* _Assignment_: For the entries below, print exactly the lines between the line holding "Basketball game film review: mark the flag" and the line holding "Basketball game film review: mark the girth", inclusive, and nothing else.

* _Available data_:
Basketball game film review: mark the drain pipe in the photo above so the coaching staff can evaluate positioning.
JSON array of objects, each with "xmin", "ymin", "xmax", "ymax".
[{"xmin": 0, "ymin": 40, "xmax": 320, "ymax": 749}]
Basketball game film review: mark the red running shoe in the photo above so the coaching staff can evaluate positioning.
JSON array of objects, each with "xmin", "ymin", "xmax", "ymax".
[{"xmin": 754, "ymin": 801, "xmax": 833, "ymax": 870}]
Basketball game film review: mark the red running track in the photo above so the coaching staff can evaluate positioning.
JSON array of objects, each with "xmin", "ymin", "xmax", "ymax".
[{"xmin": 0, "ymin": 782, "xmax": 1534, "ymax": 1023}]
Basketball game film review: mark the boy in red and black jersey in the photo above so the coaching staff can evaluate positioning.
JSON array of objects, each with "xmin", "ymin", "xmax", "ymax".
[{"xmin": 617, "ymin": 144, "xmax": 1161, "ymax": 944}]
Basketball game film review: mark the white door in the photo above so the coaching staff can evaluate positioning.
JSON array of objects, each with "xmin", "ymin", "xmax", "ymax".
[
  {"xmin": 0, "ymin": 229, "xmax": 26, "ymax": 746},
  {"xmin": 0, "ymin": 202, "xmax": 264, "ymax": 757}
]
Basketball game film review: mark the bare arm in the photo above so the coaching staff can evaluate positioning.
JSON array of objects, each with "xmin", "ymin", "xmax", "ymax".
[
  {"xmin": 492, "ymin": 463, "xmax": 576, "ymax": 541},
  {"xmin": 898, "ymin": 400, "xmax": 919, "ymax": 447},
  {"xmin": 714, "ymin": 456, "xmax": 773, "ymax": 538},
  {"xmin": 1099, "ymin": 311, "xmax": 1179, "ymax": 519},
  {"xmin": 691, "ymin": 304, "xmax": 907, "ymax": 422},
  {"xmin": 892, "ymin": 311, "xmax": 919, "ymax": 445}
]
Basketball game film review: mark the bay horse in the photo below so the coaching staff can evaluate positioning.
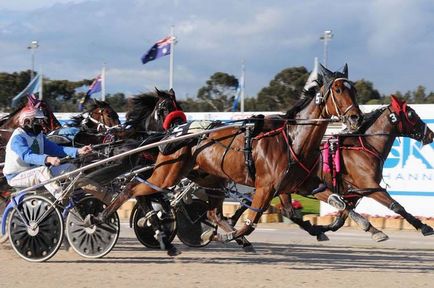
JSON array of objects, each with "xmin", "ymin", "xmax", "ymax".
[
  {"xmin": 114, "ymin": 64, "xmax": 363, "ymax": 246},
  {"xmin": 47, "ymin": 99, "xmax": 121, "ymax": 147},
  {"xmin": 282, "ymin": 95, "xmax": 434, "ymax": 239},
  {"xmin": 79, "ymin": 88, "xmax": 186, "ymax": 205}
]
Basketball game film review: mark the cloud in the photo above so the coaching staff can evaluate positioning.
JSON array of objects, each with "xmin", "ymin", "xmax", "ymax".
[{"xmin": 1, "ymin": 0, "xmax": 434, "ymax": 100}]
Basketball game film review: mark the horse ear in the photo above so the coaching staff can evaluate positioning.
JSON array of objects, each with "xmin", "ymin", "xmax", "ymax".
[
  {"xmin": 342, "ymin": 63, "xmax": 348, "ymax": 78},
  {"xmin": 319, "ymin": 64, "xmax": 333, "ymax": 81},
  {"xmin": 155, "ymin": 87, "xmax": 161, "ymax": 96},
  {"xmin": 390, "ymin": 95, "xmax": 404, "ymax": 108},
  {"xmin": 168, "ymin": 88, "xmax": 176, "ymax": 99}
]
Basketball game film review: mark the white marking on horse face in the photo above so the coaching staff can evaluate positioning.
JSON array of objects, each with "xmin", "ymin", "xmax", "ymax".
[
  {"xmin": 154, "ymin": 110, "xmax": 159, "ymax": 121},
  {"xmin": 343, "ymin": 81, "xmax": 352, "ymax": 90}
]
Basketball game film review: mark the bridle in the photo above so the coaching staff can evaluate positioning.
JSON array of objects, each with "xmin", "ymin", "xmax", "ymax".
[
  {"xmin": 388, "ymin": 102, "xmax": 427, "ymax": 141},
  {"xmin": 153, "ymin": 97, "xmax": 186, "ymax": 131},
  {"xmin": 316, "ymin": 77, "xmax": 357, "ymax": 120},
  {"xmin": 82, "ymin": 107, "xmax": 120, "ymax": 132}
]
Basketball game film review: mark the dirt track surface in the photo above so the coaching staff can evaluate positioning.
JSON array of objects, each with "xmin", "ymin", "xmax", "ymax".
[{"xmin": 1, "ymin": 223, "xmax": 434, "ymax": 288}]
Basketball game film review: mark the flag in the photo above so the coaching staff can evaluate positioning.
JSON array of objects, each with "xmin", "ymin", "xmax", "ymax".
[
  {"xmin": 11, "ymin": 74, "xmax": 41, "ymax": 108},
  {"xmin": 141, "ymin": 36, "xmax": 173, "ymax": 64},
  {"xmin": 232, "ymin": 72, "xmax": 244, "ymax": 112},
  {"xmin": 86, "ymin": 74, "xmax": 102, "ymax": 96},
  {"xmin": 78, "ymin": 74, "xmax": 101, "ymax": 111},
  {"xmin": 27, "ymin": 93, "xmax": 41, "ymax": 108}
]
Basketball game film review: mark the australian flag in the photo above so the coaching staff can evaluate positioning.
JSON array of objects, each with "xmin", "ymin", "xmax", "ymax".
[
  {"xmin": 86, "ymin": 75, "xmax": 102, "ymax": 96},
  {"xmin": 141, "ymin": 36, "xmax": 173, "ymax": 64}
]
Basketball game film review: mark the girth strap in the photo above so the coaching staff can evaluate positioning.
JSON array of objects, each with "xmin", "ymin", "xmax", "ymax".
[{"xmin": 244, "ymin": 124, "xmax": 256, "ymax": 181}]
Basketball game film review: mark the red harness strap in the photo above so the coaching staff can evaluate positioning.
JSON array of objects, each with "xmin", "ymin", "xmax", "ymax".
[{"xmin": 341, "ymin": 136, "xmax": 382, "ymax": 161}]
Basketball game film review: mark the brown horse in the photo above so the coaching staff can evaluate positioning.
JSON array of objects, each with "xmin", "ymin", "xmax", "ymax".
[
  {"xmin": 118, "ymin": 64, "xmax": 363, "ymax": 246},
  {"xmin": 47, "ymin": 99, "xmax": 121, "ymax": 146},
  {"xmin": 280, "ymin": 96, "xmax": 434, "ymax": 239}
]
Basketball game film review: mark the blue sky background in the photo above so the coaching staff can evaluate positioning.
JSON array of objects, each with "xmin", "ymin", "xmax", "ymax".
[{"xmin": 1, "ymin": 0, "xmax": 433, "ymax": 100}]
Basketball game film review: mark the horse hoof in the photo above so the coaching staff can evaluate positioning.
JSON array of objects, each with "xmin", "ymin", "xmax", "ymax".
[
  {"xmin": 421, "ymin": 224, "xmax": 434, "ymax": 236},
  {"xmin": 167, "ymin": 246, "xmax": 182, "ymax": 257},
  {"xmin": 200, "ymin": 229, "xmax": 215, "ymax": 242},
  {"xmin": 242, "ymin": 245, "xmax": 256, "ymax": 253},
  {"xmin": 316, "ymin": 233, "xmax": 330, "ymax": 242},
  {"xmin": 372, "ymin": 231, "xmax": 389, "ymax": 242},
  {"xmin": 136, "ymin": 217, "xmax": 148, "ymax": 228},
  {"xmin": 83, "ymin": 214, "xmax": 102, "ymax": 227},
  {"xmin": 327, "ymin": 194, "xmax": 346, "ymax": 211}
]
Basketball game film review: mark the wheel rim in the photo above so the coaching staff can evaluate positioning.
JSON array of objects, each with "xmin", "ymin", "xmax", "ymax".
[
  {"xmin": 176, "ymin": 199, "xmax": 215, "ymax": 247},
  {"xmin": 133, "ymin": 204, "xmax": 176, "ymax": 249},
  {"xmin": 9, "ymin": 195, "xmax": 63, "ymax": 262},
  {"xmin": 66, "ymin": 197, "xmax": 119, "ymax": 258}
]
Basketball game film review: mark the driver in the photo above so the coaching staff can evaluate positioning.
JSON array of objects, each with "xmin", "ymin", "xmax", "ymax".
[{"xmin": 3, "ymin": 106, "xmax": 92, "ymax": 199}]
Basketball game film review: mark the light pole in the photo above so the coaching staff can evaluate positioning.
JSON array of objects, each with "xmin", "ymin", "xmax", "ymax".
[
  {"xmin": 320, "ymin": 30, "xmax": 333, "ymax": 68},
  {"xmin": 27, "ymin": 40, "xmax": 39, "ymax": 80}
]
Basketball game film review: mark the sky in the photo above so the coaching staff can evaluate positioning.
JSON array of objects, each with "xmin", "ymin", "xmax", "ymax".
[{"xmin": 1, "ymin": 0, "xmax": 434, "ymax": 100}]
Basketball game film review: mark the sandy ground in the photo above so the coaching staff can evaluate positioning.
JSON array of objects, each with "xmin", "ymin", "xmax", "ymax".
[{"xmin": 1, "ymin": 223, "xmax": 434, "ymax": 288}]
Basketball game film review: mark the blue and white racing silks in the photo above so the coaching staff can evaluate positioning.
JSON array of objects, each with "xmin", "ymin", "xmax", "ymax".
[{"xmin": 3, "ymin": 127, "xmax": 78, "ymax": 181}]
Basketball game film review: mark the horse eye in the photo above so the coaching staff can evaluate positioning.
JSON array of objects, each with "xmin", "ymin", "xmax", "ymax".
[
  {"xmin": 335, "ymin": 88, "xmax": 341, "ymax": 94},
  {"xmin": 407, "ymin": 111, "xmax": 414, "ymax": 118}
]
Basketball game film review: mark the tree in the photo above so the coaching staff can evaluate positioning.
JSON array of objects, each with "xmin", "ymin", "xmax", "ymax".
[
  {"xmin": 353, "ymin": 79, "xmax": 381, "ymax": 104},
  {"xmin": 196, "ymin": 72, "xmax": 239, "ymax": 112},
  {"xmin": 256, "ymin": 67, "xmax": 309, "ymax": 111},
  {"xmin": 106, "ymin": 93, "xmax": 128, "ymax": 112},
  {"xmin": 0, "ymin": 70, "xmax": 32, "ymax": 111}
]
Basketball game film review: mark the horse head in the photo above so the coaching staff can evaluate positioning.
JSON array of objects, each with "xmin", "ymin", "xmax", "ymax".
[
  {"xmin": 155, "ymin": 88, "xmax": 186, "ymax": 130},
  {"xmin": 80, "ymin": 99, "xmax": 121, "ymax": 132},
  {"xmin": 388, "ymin": 95, "xmax": 434, "ymax": 145},
  {"xmin": 318, "ymin": 64, "xmax": 362, "ymax": 131},
  {"xmin": 126, "ymin": 88, "xmax": 186, "ymax": 133}
]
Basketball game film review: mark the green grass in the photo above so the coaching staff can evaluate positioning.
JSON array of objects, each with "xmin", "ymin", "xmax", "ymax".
[{"xmin": 271, "ymin": 194, "xmax": 320, "ymax": 215}]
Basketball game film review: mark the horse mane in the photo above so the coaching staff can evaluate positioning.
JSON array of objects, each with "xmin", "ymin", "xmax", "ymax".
[
  {"xmin": 68, "ymin": 114, "xmax": 84, "ymax": 127},
  {"xmin": 125, "ymin": 93, "xmax": 160, "ymax": 125},
  {"xmin": 353, "ymin": 106, "xmax": 387, "ymax": 134},
  {"xmin": 284, "ymin": 86, "xmax": 317, "ymax": 120},
  {"xmin": 0, "ymin": 103, "xmax": 27, "ymax": 126}
]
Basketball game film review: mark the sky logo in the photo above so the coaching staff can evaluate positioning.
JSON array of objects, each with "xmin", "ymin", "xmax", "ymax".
[{"xmin": 385, "ymin": 138, "xmax": 434, "ymax": 169}]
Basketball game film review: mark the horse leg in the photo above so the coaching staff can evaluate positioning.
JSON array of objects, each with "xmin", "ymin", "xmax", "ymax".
[
  {"xmin": 279, "ymin": 193, "xmax": 329, "ymax": 241},
  {"xmin": 314, "ymin": 189, "xmax": 389, "ymax": 242},
  {"xmin": 213, "ymin": 187, "xmax": 273, "ymax": 243},
  {"xmin": 83, "ymin": 181, "xmax": 135, "ymax": 226},
  {"xmin": 203, "ymin": 190, "xmax": 255, "ymax": 252},
  {"xmin": 369, "ymin": 191, "xmax": 434, "ymax": 236},
  {"xmin": 136, "ymin": 195, "xmax": 181, "ymax": 256}
]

* _Response to the exercise_:
Basketball game film review: mark the flag in the photo above so the coaching staff can evaluate positioning.
JSON array of objects, each with "xmin", "ymin", "xmax", "ymax".
[
  {"xmin": 11, "ymin": 74, "xmax": 41, "ymax": 108},
  {"xmin": 141, "ymin": 36, "xmax": 173, "ymax": 64},
  {"xmin": 232, "ymin": 72, "xmax": 244, "ymax": 112},
  {"xmin": 86, "ymin": 74, "xmax": 102, "ymax": 96},
  {"xmin": 78, "ymin": 74, "xmax": 101, "ymax": 111},
  {"xmin": 27, "ymin": 93, "xmax": 41, "ymax": 108}
]
Basketball game film review: mark the australian flag in the photo above so the coaching staff can evaluate positioning.
JSON array of objects, each with "xmin", "ymin", "xmax", "ymax".
[
  {"xmin": 86, "ymin": 75, "xmax": 102, "ymax": 96},
  {"xmin": 141, "ymin": 36, "xmax": 173, "ymax": 64}
]
Basketball game film review: mark the girth strap in the photo above so the coaching staff can evaluate positioning.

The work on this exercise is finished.